_TASK REQUIREMENTS_
Show each line of the data that contains the string "greek". Treat the match as case-sensitive.

— start —

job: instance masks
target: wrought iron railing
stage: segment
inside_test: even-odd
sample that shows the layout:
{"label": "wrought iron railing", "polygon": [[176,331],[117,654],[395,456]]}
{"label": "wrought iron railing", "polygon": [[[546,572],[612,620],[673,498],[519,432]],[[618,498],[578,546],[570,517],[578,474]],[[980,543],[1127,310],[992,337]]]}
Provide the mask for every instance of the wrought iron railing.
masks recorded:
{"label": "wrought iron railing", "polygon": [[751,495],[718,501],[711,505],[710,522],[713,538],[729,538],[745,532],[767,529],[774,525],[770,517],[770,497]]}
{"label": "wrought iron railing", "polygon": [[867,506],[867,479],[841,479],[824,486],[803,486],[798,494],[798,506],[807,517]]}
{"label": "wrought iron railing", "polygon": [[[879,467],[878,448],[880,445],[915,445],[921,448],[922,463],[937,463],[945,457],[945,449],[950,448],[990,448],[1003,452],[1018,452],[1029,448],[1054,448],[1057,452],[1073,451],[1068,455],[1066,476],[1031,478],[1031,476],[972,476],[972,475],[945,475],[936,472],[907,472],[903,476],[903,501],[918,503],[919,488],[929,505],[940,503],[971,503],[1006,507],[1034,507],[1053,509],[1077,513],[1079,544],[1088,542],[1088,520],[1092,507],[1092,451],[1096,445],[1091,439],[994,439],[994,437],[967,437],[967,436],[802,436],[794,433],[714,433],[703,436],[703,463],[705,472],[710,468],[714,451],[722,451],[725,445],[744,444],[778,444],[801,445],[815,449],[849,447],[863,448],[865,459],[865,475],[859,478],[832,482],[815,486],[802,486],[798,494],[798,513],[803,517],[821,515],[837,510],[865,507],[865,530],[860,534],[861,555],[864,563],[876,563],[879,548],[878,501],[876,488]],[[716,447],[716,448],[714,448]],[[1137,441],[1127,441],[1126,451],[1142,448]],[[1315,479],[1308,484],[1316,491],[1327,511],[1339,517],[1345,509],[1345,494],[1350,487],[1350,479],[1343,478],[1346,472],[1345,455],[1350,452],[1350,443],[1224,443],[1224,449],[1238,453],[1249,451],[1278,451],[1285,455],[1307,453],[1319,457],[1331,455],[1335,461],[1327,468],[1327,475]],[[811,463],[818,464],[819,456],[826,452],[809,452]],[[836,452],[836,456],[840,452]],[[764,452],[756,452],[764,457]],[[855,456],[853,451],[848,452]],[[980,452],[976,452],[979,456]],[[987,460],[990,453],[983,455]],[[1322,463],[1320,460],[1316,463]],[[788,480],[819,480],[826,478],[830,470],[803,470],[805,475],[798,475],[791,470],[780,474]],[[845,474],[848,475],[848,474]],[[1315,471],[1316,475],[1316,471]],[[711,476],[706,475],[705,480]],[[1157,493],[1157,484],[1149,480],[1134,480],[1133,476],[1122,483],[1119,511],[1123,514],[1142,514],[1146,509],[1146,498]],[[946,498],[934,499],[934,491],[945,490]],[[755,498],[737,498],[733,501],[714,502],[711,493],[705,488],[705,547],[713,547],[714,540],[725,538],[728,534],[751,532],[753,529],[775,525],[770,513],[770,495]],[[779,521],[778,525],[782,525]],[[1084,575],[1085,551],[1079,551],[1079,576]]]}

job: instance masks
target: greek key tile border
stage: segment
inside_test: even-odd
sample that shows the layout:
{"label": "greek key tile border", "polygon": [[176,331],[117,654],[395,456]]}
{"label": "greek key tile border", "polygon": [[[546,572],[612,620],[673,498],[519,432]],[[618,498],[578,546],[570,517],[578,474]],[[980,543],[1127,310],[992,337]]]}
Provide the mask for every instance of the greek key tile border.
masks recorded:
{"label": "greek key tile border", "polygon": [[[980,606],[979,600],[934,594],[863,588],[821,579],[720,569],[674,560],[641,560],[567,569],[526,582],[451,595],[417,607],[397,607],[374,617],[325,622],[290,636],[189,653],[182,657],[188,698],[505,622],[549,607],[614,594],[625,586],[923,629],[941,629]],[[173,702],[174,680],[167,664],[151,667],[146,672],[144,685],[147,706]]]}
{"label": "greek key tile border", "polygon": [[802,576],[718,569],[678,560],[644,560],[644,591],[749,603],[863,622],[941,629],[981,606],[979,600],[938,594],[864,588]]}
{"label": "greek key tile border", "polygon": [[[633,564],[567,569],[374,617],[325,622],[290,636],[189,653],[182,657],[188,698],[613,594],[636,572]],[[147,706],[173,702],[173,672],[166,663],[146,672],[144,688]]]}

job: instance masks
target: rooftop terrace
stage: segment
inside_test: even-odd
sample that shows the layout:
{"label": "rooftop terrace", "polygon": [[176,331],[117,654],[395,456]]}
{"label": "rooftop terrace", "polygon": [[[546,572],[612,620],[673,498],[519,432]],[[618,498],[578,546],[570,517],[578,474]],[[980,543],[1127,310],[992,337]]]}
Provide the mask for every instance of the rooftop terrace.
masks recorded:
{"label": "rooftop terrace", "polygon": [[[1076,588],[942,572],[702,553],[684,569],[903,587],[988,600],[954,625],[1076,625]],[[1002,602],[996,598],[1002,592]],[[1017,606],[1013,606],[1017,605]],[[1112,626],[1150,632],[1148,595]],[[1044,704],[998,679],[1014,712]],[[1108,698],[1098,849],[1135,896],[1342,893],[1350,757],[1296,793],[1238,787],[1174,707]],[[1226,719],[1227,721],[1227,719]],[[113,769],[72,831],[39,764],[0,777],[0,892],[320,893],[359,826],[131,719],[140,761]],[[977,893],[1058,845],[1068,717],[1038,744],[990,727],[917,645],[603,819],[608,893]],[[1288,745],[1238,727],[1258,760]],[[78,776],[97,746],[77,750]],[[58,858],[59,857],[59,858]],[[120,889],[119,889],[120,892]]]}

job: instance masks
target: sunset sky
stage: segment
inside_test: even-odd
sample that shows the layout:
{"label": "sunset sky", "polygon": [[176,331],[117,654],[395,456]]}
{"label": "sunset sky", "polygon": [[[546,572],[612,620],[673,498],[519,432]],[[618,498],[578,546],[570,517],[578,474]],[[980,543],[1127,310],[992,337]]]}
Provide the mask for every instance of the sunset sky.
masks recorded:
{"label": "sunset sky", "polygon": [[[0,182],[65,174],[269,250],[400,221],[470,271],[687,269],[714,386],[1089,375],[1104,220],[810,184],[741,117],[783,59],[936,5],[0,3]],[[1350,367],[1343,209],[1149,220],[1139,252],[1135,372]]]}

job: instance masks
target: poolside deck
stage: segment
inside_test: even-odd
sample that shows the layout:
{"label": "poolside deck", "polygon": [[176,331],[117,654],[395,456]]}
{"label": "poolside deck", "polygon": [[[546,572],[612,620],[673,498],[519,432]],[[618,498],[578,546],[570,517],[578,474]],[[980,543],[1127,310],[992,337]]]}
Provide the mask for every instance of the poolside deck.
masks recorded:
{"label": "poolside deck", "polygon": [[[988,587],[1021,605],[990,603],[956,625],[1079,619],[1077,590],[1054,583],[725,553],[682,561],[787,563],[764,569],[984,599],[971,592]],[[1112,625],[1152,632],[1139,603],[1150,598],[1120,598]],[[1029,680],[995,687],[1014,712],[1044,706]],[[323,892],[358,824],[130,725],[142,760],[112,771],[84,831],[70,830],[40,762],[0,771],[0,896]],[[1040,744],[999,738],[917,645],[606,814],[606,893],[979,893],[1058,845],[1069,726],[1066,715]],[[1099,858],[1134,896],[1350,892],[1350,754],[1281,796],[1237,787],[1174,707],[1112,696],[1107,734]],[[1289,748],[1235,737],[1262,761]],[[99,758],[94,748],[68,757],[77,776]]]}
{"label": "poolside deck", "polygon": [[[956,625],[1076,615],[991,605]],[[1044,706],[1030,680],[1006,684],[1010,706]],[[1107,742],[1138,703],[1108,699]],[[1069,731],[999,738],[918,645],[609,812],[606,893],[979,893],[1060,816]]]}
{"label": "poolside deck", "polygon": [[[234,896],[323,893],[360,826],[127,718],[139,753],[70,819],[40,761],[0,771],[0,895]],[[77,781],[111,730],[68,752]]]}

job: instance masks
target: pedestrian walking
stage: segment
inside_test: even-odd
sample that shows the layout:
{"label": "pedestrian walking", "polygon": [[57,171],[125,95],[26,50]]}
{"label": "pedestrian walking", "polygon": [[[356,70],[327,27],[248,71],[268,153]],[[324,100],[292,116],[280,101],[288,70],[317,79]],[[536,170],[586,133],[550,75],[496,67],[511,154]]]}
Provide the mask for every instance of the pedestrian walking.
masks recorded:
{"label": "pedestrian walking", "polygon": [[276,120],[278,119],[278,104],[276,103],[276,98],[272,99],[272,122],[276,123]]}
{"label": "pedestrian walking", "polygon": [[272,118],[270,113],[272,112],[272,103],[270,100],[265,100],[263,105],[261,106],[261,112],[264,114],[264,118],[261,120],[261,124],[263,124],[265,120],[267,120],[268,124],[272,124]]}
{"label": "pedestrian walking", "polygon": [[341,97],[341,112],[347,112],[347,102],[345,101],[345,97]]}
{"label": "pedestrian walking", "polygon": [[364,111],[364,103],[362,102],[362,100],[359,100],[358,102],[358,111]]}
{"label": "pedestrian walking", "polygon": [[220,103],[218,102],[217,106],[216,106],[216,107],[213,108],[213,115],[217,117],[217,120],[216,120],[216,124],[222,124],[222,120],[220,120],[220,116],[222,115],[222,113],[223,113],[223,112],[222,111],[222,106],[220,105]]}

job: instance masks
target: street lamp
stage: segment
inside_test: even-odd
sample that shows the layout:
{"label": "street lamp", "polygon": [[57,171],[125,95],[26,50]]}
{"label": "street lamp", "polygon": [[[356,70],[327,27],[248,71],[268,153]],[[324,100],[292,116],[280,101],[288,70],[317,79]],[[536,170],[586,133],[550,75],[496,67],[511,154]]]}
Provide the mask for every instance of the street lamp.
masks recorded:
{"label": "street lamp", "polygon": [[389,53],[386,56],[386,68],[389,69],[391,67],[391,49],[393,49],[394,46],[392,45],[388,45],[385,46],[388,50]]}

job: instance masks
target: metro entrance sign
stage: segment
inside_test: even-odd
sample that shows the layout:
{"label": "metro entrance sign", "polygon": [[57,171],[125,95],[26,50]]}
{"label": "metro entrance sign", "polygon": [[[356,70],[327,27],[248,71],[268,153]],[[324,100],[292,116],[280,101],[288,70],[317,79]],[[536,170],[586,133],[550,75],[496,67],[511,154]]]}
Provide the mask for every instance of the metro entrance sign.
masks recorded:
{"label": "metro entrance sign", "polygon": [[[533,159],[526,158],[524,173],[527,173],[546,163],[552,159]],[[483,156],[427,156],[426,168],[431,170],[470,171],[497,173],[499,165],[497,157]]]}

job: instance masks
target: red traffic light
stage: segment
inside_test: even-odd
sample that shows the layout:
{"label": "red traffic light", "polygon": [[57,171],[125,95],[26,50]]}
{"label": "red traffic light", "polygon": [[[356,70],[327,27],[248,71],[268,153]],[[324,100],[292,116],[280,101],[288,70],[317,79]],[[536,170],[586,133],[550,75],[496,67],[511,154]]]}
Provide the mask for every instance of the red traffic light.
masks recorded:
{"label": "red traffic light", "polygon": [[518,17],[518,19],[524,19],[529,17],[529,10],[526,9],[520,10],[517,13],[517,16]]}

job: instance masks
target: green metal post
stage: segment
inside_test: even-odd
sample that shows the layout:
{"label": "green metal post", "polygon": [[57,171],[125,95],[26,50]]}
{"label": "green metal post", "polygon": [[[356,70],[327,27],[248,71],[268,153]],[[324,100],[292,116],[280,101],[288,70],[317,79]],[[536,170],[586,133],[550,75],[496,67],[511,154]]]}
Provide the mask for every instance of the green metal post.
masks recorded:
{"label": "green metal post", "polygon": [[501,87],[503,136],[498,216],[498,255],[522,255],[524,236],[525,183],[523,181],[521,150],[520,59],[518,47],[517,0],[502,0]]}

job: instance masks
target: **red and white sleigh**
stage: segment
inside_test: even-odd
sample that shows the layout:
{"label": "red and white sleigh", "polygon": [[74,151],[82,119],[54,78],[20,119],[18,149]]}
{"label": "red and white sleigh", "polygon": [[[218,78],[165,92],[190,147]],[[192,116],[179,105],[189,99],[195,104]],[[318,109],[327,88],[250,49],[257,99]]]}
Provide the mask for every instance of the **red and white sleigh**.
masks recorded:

— end —

_CORRECT ANSWER_
target: greek key tile border
{"label": "greek key tile border", "polygon": [[176,331],[117,654],[395,456]]}
{"label": "greek key tile border", "polygon": [[[546,572],[612,620],[673,498],[519,432]],[[618,498],[578,546],[570,517],[578,474]],[[980,543],[1127,310],[992,337]]]}
Provide the mask for every instance of the greek key tile border.
{"label": "greek key tile border", "polygon": [[[980,606],[979,600],[934,594],[863,588],[821,579],[720,569],[674,560],[641,560],[567,569],[526,582],[451,595],[417,607],[397,607],[374,617],[325,622],[290,636],[189,653],[182,657],[188,698],[505,622],[549,607],[614,594],[625,586],[923,629],[941,629]],[[173,702],[174,680],[167,664],[151,667],[146,672],[144,685],[147,706]]]}
{"label": "greek key tile border", "polygon": [[802,576],[718,569],[678,560],[644,560],[644,591],[749,603],[863,622],[941,629],[981,606],[979,600],[938,594],[864,588]]}
{"label": "greek key tile border", "polygon": [[[633,564],[567,569],[374,617],[325,622],[290,636],[189,653],[182,657],[188,698],[613,594],[636,572]],[[147,706],[173,702],[173,672],[166,663],[146,672],[144,688]]]}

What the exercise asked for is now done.